▸ **Okuma metni**:
Partisinin Diyarbakır'da gerçekleştirdiği dayanışma yemeğinde konuşan BDP Eş Genel Başkanı Demirtaş, “Bizler açısından bıçak sırtı bir dönemi ifade eden şu günlerde bu dayanışma bizler açısından çok önemlidir” dedi. AKP Hükümeti’nin yaklaşımlarını eleştirerek Demirtaş, “Madem bizden fazla Kürtleri temsil ediyorsun. Kürtler, 'önderliğim' dediğini özgürleştirmek istiyor. Sayın Öcalan’ı serbest bırak o zaman. Kürtler özerklik istiyor. Bizden daha fazla seviyor ve temsil ediyorsan Kürtleri, buyurun Kürtlere özerklik verin” dedi.
BDP Diyarbakır İl Başkanlığı, BDP Eş Başkanı Selahattin Demirtaş’ın da katılımıyla Demirok Tesisleri’nde geleneksel dayanışma yemeğini gerçekleştirdi.
BDP Milletvekili Altan Tan, BDP PM üyeleri, BDP İl ve ilçe yöneticileri, Barış Anneleri, Tuhad-Der, Sur Belediye Başkanı Abdullah Demirbaş, ESP, Diyarbakırlı işadamları ve birçok sivil toplum örgütünün de katıldığı yemekte, BDP Amed İl Başkanı Zübeyde Zümrüt, yemeğe katılanlara kendilerini yalnız bırakmadıkları için teşekkür etti.
BDP Eş Başkanı Selahattin Demirtaş, sözlerine böylesi bir dayanışma yemeğinde konuklarla bir arada bulunmaktan onur duyduğunu söyleyerek başladı.

▸ **Görev listesi**:
(1) Dayanışma yemeği haberine göre şu soruları yanıtlayın:
(a) Geleneksel dayanışma yemeği nerede gerçekleştirildi?
(b) Yemeğe katılanlara kendilerini yalnız bırakmadıkları için kim teşekkür etti?
(c) Selahattin Demirtaş sözlerine ne söyleyerek başladı?
(2) Lütfen dayanışma yemeği haberinde "BDP Diyarbakır İl" ile "için teşekkür etti." arasındaki kısmı, bu iki ifade de dahil olmak üzere, hiçbir değişiklik yapmadan yazıya geçirin.
Yanıtlarınızı yalnızca bu metne dayandırın.

▸ **Çıkarılan girdiler**:
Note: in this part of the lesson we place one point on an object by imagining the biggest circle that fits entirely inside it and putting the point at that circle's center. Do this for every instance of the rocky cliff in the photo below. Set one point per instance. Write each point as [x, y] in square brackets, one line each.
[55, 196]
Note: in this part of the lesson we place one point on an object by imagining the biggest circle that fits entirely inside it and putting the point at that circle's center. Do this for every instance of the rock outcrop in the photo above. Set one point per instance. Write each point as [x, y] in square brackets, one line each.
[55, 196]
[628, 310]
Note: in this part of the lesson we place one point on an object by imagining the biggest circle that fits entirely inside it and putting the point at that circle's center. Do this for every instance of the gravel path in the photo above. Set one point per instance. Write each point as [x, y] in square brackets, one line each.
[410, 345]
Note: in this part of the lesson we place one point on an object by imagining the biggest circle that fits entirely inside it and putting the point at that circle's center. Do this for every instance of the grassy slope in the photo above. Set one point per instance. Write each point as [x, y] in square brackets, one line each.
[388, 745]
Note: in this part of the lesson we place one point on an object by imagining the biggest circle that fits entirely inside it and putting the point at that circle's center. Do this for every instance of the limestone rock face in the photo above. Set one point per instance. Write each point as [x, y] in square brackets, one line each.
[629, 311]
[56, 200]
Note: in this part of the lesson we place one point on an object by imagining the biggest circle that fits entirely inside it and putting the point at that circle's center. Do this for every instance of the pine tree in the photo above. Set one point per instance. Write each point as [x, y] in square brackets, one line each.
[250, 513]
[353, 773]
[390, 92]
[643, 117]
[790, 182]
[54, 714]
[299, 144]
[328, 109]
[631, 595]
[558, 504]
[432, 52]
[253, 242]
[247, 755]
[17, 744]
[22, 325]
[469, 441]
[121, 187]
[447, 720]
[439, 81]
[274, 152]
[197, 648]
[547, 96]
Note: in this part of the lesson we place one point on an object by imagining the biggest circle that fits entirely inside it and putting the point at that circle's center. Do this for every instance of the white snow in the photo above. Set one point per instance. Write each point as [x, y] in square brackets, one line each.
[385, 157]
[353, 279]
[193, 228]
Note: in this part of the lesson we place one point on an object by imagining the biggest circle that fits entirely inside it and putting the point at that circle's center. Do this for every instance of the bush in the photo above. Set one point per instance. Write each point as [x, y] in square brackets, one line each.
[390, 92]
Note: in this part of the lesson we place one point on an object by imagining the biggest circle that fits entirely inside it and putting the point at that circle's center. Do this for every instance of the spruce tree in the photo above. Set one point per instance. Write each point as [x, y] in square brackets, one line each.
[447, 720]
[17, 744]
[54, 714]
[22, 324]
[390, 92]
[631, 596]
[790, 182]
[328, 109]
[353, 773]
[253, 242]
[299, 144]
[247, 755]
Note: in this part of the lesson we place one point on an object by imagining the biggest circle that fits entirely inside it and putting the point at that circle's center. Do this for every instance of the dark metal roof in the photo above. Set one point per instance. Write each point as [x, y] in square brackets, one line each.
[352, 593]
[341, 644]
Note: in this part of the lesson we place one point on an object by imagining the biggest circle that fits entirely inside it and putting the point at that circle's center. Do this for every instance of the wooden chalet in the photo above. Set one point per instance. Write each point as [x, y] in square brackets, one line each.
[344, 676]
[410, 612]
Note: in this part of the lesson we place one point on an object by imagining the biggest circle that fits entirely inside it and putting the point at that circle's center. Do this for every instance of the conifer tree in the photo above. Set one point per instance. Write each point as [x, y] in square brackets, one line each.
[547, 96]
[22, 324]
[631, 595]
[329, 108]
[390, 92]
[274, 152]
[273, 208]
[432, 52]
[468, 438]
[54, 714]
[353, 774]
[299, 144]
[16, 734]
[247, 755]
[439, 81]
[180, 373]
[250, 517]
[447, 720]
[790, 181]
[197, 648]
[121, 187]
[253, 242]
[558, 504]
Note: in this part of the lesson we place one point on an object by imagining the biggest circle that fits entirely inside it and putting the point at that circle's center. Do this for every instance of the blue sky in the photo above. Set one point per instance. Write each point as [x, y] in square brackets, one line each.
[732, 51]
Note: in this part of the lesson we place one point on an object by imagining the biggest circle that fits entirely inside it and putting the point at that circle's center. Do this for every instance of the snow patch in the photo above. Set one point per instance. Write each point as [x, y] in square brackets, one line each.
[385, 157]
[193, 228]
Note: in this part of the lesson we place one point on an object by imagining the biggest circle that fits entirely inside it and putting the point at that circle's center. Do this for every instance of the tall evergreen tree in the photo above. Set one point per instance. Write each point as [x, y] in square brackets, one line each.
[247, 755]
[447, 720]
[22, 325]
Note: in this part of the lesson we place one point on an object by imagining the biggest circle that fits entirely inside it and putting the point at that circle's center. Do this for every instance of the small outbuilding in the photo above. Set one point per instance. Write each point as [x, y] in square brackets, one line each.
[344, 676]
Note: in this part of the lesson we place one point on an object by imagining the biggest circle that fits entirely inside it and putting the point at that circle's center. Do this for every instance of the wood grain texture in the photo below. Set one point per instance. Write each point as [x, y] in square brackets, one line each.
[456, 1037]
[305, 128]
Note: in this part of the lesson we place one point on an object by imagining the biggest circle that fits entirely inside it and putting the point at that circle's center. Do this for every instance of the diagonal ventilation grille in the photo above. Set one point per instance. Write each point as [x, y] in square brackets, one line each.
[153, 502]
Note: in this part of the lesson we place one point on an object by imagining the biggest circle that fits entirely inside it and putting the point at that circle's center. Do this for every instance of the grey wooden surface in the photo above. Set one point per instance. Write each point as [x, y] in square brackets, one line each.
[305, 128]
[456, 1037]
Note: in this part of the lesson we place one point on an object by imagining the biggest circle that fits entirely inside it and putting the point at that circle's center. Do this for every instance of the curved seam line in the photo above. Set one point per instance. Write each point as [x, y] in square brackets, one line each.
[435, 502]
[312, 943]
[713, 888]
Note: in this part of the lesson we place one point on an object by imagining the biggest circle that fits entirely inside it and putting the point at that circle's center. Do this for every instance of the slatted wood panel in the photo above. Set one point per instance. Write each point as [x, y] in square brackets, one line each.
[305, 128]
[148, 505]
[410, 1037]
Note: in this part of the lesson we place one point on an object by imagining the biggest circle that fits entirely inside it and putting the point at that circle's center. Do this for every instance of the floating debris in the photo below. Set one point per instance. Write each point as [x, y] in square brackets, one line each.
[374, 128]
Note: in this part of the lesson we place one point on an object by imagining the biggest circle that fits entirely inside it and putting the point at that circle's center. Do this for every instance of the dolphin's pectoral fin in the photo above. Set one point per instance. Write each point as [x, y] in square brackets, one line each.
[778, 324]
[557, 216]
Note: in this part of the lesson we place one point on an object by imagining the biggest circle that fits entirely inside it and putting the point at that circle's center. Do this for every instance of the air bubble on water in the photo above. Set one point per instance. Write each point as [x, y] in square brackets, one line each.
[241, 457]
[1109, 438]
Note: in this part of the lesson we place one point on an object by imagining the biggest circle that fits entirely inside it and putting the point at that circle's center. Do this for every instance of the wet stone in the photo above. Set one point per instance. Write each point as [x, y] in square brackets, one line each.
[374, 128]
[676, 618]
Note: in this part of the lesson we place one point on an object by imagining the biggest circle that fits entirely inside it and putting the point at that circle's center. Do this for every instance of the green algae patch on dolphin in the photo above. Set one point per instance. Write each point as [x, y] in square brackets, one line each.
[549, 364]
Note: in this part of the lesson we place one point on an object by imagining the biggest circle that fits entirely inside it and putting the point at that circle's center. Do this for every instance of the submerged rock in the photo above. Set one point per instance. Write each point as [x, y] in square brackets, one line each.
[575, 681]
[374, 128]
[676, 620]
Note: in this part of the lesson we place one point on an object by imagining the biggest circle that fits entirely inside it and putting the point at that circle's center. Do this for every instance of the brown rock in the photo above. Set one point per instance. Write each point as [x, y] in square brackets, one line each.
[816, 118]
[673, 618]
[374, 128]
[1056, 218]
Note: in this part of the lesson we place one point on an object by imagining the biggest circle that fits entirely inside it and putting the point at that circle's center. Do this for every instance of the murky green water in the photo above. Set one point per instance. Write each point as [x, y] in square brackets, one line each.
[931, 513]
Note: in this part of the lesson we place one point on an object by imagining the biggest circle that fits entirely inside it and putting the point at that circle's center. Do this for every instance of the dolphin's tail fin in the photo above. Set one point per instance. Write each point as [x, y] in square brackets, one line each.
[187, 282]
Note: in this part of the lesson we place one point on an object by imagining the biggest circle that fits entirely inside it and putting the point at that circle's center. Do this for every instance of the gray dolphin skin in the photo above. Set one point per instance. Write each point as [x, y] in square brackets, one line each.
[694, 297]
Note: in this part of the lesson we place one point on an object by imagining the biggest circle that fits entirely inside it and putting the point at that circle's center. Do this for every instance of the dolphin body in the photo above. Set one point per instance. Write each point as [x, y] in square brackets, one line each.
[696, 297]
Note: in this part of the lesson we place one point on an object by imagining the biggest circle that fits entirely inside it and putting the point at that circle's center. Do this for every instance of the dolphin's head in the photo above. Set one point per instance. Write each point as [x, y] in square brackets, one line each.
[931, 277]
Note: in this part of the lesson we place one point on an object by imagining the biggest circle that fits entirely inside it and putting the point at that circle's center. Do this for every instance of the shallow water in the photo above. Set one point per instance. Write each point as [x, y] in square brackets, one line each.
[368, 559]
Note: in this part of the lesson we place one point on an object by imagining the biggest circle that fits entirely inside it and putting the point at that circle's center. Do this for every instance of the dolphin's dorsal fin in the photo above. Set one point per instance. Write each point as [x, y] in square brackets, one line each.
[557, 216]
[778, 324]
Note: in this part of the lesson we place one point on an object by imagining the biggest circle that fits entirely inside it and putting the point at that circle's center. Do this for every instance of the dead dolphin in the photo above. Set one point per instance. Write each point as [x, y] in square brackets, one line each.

▸ **Görev yanıtları**:
(1)
(a) Demirok Tesisleri'nde.
(b) BDP Amed İl Başkanı Zübeyde Zümrüt.
(c) Böylesi bir dayanışma yemeğinde konuklarla bir arada bulunmaktan onur duyduğunu söyleyerek.

(2)
BDP Diyarbakır İl Başkanlığı, BDP Eş Başkanı Selahattin Demirtaş’ın da katılımıyla Demirok Tesisleri’nde geleneksel dayanışma yemeğini gerçekleştirdi.
BDP Milletvekili Altan Tan, BDP PM üyeleri, BDP İl ve ilçe yöneticileri, Barış Anneleri, Tuhad-Der, Sur Belediye Başkanı Abdullah Demirbaş, ESP, Diyarbakırlı işadamları ve birçok sivil toplum örgütünün de katıldığı yemekte, BDP Amed İl Başkanı Zübeyde Zümrüt, yemeğe katılanlara kendilerini yalnız bırakmadıkları için teşekkür etti.